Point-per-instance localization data

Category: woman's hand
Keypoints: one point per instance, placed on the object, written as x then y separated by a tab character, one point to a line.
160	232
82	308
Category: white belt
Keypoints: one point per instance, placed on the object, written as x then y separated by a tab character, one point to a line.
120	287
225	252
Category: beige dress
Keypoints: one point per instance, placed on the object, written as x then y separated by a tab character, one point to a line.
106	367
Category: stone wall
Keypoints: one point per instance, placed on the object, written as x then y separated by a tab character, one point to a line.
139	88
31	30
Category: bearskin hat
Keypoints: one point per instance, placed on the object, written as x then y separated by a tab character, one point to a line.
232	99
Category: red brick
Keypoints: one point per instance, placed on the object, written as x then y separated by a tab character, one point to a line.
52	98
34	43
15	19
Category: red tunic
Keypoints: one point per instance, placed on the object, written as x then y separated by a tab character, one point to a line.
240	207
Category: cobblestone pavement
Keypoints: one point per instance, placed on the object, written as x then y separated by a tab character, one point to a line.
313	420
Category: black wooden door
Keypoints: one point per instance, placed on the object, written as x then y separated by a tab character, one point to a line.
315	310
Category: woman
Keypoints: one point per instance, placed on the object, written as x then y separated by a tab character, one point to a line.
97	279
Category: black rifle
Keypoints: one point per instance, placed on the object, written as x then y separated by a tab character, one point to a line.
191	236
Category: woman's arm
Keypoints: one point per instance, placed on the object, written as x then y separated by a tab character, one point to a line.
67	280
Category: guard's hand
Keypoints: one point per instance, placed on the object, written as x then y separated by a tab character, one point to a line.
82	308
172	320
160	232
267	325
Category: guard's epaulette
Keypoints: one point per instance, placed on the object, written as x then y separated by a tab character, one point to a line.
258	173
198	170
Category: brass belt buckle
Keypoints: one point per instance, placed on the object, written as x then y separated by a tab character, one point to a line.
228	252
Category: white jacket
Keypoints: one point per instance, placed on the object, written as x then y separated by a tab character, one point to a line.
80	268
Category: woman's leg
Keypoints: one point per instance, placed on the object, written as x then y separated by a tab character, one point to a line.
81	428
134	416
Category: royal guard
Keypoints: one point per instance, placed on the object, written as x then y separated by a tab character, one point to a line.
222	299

**TASK INSTRUCTIONS**. Look through the entries above and list every line containing "woman".

**RESULT OF THE EXERCISE**.
Category: woman's hand
Category: woman
Category: woman's arm
Category: woman's leg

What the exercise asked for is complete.